- [Consigne A]:
D'après l'extrait de page, dans quels lieux Sylvie Beaulieu a-t-elle étudié et pratiqué l'astronomie ? Nommez-les tous.
- [Consigne B]:
Dans l'extrait de page, quel nom de code porte la naine blanche sur laquelle le télescope est braqué après OV38 ?
- [Consigne C]:
Citez le passage de l'extrait de page qui commence par les mots contenant « À 3 h 05 du » et se termine par « repos bien mérité. ».

- [Extrait de page]:
====

À 3 h 05 du matin, l’observation d’OV38 est terminée. Sylvie Beaulieu et Julien Huot tentent de refaire le foyer, avec des résultats un peu moins mauvais. Le télescope est braqué sur une autre naine blanche qui porte le nom de code OV40.

Le ciel est splendide et les deux comparses en profitent. « On prend tout ce que le ciel nous donne », dit Julien Huot. Les observations se poursuivront jusqu’aux premières lueurs de l’aube, vers 6 h 30. Épuisés, Sylvie Beaulieu et Julien Huot emprunteront ensuite le sentier enneigé qui relie l’observatoire à la résidence. Puis, à l’heure où la plupart des gens se lèvent, ils se laisseront choir dans un lit pour un repos bien mérité.

La nuit en détail

Les chasseurs

Sylvie Beaulieu

À 59 ans, Sylvie Beaulieu a étudié et pratiqué l’astronomie tant en Angleterre qu’en Australie, en passant par l’Ouest canadien et l’Ontario. Elle a même travaillé trois ans à Baltimore, aux États-Unis, sur le légendaire télescope spatial Hubble.

====

- [Entrées fournies]:
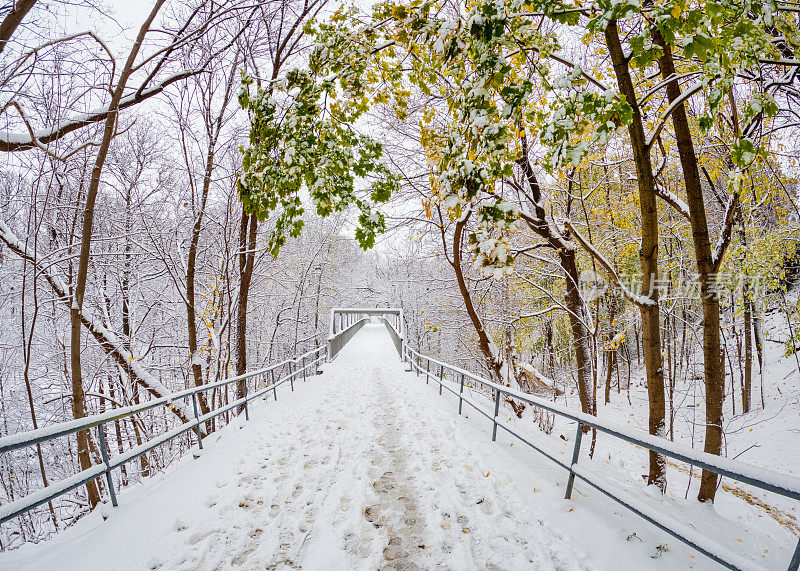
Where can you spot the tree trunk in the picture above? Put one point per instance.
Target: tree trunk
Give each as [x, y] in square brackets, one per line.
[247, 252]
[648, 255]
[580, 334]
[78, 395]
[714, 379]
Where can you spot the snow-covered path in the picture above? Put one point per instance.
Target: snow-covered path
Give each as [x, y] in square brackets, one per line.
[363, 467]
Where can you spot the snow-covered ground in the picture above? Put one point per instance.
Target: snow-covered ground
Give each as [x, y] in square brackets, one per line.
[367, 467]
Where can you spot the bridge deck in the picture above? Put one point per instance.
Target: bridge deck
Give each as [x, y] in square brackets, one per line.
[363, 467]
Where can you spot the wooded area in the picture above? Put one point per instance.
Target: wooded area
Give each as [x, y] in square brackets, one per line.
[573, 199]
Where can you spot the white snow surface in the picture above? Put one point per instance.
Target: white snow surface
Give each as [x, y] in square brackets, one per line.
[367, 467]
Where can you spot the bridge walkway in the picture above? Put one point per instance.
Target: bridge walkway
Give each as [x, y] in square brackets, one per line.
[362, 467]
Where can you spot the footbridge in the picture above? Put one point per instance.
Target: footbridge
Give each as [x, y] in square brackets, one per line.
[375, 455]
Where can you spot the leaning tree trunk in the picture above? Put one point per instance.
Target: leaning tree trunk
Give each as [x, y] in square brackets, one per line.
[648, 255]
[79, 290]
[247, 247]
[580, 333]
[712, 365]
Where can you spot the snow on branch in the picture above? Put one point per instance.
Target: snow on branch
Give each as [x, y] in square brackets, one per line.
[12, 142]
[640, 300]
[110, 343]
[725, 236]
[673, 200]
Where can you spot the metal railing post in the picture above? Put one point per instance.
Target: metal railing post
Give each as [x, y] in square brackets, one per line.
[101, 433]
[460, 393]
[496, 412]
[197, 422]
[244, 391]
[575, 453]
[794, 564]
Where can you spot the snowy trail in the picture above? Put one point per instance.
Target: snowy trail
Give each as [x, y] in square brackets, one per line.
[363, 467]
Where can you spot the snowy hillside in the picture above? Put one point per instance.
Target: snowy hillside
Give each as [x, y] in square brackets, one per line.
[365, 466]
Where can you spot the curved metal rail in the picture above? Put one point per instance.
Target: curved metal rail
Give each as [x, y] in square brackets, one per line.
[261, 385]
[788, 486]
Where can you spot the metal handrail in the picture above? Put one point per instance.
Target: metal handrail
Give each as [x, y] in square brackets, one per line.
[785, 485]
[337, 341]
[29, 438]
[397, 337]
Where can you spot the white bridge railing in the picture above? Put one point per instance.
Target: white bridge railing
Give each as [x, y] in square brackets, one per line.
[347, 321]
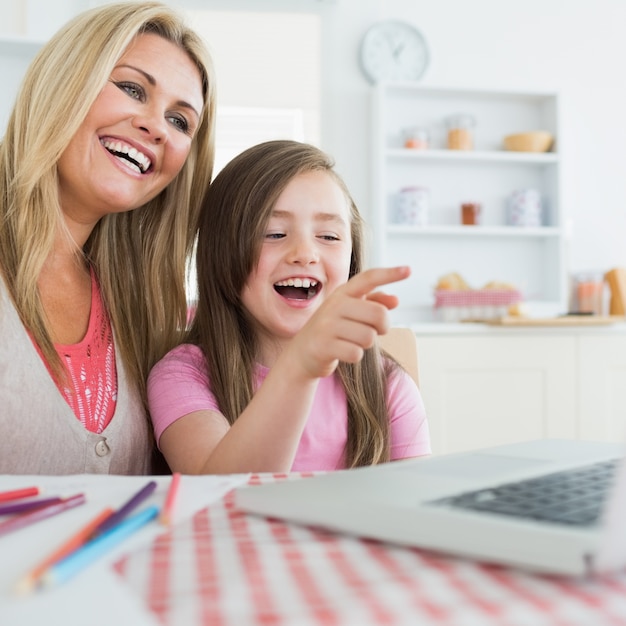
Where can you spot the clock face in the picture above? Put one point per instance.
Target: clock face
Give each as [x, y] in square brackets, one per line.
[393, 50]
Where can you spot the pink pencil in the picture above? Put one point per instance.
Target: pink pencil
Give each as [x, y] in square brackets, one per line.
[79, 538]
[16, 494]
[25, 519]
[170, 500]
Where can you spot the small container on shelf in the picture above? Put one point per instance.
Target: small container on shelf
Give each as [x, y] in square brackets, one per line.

====

- [Bonne réponse A]:
L'Angleterre, l'Australie, l'Ouest canadien et l'Ontario.

- [Bonne réponse B]:
OV40.

- [Bonne réponse C]:
À 3 h 05 du matin, l’observation d’OV38 est terminée. Sylvie Beaulieu et Julien Huot tentent de refaire le foyer, avec des résultats un peu moins mauvais. Le télescope est braqué sur une autre naine blanche qui porte le nom de code OV40.

Le ciel est splendide et les deux comparses en profitent. « On prend tout ce que le ciel nous donne », dit Julien Huot. Les observations se poursuivront jusqu’aux premières lueurs de l’aube, vers 6 h 30. Épuisés, Sylvie Beaulieu et Julien Huot emprunteront ensuite le sentier enneigé qui relie l’observatoire à la résidence. Puis, à l’heure où la plupart des gens se lèvent, ils se laisseront choir dans un lit pour un repos bien mérité.